TASK BRIEF: Reproduce every line from the one containing "of the layered" down to the end of the records, replacing "tree canopy" with "forest canopy" and leaving everything else unchanged.

RECORD EXTRACTS:
==================================================
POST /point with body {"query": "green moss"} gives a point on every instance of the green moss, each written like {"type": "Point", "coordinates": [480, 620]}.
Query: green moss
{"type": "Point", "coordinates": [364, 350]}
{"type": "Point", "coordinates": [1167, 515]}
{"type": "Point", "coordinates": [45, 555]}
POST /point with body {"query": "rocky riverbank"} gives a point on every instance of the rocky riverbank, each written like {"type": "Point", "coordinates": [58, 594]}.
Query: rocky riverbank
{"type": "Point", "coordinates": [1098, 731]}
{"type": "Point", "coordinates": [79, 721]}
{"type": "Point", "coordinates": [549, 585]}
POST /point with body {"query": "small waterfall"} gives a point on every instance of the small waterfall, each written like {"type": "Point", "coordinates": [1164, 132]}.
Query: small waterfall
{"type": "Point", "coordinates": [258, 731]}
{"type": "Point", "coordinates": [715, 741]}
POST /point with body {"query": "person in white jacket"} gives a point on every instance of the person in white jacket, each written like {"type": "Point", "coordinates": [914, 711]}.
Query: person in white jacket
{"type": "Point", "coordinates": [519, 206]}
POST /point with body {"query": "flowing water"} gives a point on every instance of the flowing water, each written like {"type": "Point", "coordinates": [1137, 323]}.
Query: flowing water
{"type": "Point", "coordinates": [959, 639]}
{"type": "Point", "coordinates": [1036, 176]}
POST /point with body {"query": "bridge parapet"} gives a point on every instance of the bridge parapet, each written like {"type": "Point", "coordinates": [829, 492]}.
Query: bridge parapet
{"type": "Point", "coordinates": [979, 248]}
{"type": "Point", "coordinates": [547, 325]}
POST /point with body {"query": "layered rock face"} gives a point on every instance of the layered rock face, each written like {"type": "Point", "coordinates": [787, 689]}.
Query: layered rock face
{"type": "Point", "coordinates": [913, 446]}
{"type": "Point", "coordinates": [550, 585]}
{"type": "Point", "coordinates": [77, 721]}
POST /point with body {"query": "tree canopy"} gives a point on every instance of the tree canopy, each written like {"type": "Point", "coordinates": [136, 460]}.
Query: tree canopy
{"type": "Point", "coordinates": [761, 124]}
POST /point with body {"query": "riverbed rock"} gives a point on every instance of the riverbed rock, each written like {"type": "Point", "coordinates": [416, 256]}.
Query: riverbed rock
==================================================
RESULT FOR THIS TASK:
POST /point with body {"query": "layered rock face"} gives a point on every instance of the layered rock face, each written like {"type": "Point", "coordinates": [787, 689]}.
Query: layered rock face
{"type": "Point", "coordinates": [913, 446]}
{"type": "Point", "coordinates": [550, 585]}
{"type": "Point", "coordinates": [77, 721]}
POST /point with body {"query": "forest canopy"} gives a point on every instance of the forest canopy, each written like {"type": "Point", "coordinates": [136, 460]}.
Query: forest canopy
{"type": "Point", "coordinates": [761, 124]}
POST /point with body {"query": "riverbed rock"} gives a point on every instance of the riverbed rock, each written like {"type": "Point", "coordinates": [416, 256]}.
Query: riverbed rock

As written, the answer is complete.